-- SELECTED EXCERPT start --

Multiple Imputation and Cross-validation - The MI_cv_naive method

Martijn W Heymans

2021-09-23

Introduction

This page contains information of the MI_cv_naive method that is implemented in the psfmi package and that combines Multiple Imputation with Cross-validation for the validation of logistic regression / prediction models. The MI_cv_naive method is implemented in the function psfmi_validate. An explanation and examples of how to use the method can be found below.

Method MI_cv_naive

This method applies cross-validation after Multiple Imputation. The same folds are used in each multiply imputed dataset. Is is possible to do backward selection during cross-validation. How this method works is visualized in the Figure below.

Schematic overview of the MI_cv_naive method

Schematic overview of the MI_cv_naive method

Examples

Method MI_cv_naive

To run the MI_cv_naive method use:

library(psfmi)
pool_lr <- psfmi_lr(data=lbpmilr, formula = Chronic ~ Pain + JobDemands + rcs(Tampascale, 3) +
                   factor(Satisfaction) + Smoking, p.crit = 1, direction="BW",
                   nimp=5, impvar="Impnr", method="D1")

set.seed(100)
res_cv <- psfmi_validate(pool_lr, val_method = "MI_cv_naive", folds = 5,
                     p.crit=1, BW=FALSE)
## 
## Imputation 1
## 
## Imputation 2
## 
## Imputation 3
## 
## Imputation 4
## 
## Imputation 5
res_cv
## $cv_stats
##                  Train      Test
## AUC          0.8913819 0.8514000
## Brier scaled 0.4594704 0.3574320
## R-squared    0.5686534 0.5004528
## 
## $auc_test
##                     95% Low C-statistic 95% Up
## C-statistic (logit)  0.7672      0.8514 0.9088
## 
## $test_coef
##   Intercept       Slope 
## -0.08777285  0.83748525

Back to Examples

Method MI_cv_naive including BW selection

To run the MI_cv_naive method by implementing backward variable selection during cross-validation use:

library(psfmi)
pool_lr <- psfmi_lr(data=lbpmilr, formula = Chronic ~ Pain + JobDemands + rcs(Tampascale, 3) +
                   factor(Satisfaction) + Smoking, p.crit = 1, direction="BW",
                   nimp=5, impvar="Impnr", method="D1")

set.seed(100)

-- SELECTED EXCERPT end --

**AIM 1**:
Per the page on the MI_cv_naive method, which function of the psfmi package implements the method?

-- DATASET RECORDS start --

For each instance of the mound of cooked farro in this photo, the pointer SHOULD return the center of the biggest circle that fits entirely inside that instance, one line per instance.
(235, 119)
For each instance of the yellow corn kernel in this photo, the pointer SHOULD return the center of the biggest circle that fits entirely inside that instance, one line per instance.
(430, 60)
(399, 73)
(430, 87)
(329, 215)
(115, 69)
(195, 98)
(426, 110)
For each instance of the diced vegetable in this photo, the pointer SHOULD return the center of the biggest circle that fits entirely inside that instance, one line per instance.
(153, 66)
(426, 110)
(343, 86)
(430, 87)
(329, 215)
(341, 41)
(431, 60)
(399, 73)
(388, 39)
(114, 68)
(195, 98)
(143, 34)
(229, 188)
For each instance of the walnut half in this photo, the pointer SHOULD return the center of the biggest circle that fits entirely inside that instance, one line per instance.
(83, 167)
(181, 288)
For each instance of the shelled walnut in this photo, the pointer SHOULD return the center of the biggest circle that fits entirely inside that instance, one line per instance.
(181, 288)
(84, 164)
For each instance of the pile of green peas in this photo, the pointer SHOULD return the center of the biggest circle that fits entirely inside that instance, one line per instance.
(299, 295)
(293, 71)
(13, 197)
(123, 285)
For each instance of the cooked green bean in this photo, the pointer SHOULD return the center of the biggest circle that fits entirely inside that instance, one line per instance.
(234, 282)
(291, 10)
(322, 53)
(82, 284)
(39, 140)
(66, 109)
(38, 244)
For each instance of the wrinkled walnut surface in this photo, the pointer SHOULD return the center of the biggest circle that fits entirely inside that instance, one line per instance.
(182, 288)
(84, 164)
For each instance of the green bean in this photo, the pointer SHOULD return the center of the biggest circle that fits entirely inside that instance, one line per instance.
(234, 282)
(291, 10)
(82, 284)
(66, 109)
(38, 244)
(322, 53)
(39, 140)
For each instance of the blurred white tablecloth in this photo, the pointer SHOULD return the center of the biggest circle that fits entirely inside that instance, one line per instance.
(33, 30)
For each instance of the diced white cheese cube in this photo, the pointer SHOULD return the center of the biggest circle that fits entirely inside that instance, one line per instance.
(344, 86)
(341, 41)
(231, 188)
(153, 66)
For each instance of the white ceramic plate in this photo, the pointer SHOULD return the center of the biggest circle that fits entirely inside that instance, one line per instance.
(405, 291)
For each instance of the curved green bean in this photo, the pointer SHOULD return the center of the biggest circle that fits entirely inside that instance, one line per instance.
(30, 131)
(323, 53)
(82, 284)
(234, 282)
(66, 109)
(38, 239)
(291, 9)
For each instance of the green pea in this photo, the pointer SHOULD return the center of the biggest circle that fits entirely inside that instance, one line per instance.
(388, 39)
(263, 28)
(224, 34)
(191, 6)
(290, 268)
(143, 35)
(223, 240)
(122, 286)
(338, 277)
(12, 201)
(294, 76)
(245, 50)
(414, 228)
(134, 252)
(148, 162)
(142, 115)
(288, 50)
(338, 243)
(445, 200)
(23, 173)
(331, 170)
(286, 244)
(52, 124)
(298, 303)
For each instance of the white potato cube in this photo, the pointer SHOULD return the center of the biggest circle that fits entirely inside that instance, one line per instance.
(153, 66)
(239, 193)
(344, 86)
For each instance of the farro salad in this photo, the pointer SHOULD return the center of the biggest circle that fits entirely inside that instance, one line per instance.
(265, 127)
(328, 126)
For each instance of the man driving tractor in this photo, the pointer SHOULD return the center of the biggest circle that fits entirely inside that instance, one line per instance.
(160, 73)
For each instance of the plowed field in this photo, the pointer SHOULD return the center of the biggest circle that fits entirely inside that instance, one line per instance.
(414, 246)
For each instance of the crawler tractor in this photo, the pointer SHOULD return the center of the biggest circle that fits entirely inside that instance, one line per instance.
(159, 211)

-- DATASET RECORDS end --

**AIM 2**:
Reproduce the listing starting with the line containing "For each instance of the curved" and continuing through the end of the listing, with "pointer" switched to "annotator" and all else left unchanged.

**EXERCISE ANSWER 1**:
psfmi_validate

**EXERCISE ANSWER 2**:
For each instance of the curved green bean in this photo, the annotator SHOULD return the center of the biggest circle that fits entirely inside that instance, one line per instance.
(30, 131)
(323, 53)
(82, 284)
(234, 282)
(66, 109)
(38, 239)
(291, 9)
For each instance of the green pea in this photo, the annotator SHOULD return the center of the biggest circle that fits entirely inside that instance, one line per instance.
(388, 39)
(263, 28)
(224, 34)
(191, 6)
(290, 268)
(143, 35)
(223, 240)
(122, 286)
(338, 277)
(12, 201)
(294, 76)
(245, 50)
(414, 228)
(134, 252)
(148, 162)
(142, 115)
(288, 50)
(338, 243)
(445, 200)
(23, 173)
(331, 170)
(286, 244)
(52, 124)
(298, 303)
For each instance of the white potato cube in this photo, the annotator SHOULD return the center of the biggest circle that fits entirely inside that instance, one line per instance.
(153, 66)
(239, 193)
(344, 86)
For each instance of the farro salad in this photo, the annotator SHOULD return the center of the biggest circle that fits entirely inside that instance, one line per instance.
(265, 127)
(328, 126)
For each instance of the man driving tractor in this photo, the annotator SHOULD return the center of the biggest circle that fits entirely inside that instance, one line per instance.
(160, 73)
For each instance of the plowed field in this photo, the annotator SHOULD return the center of the biggest circle that fits entirely inside that instance, one line per instance.
(414, 246)
For each instance of the crawler tractor in this photo, the annotator SHOULD return the center of the biggest circle that fits entirely inside that instance, one line per instance.
(159, 211)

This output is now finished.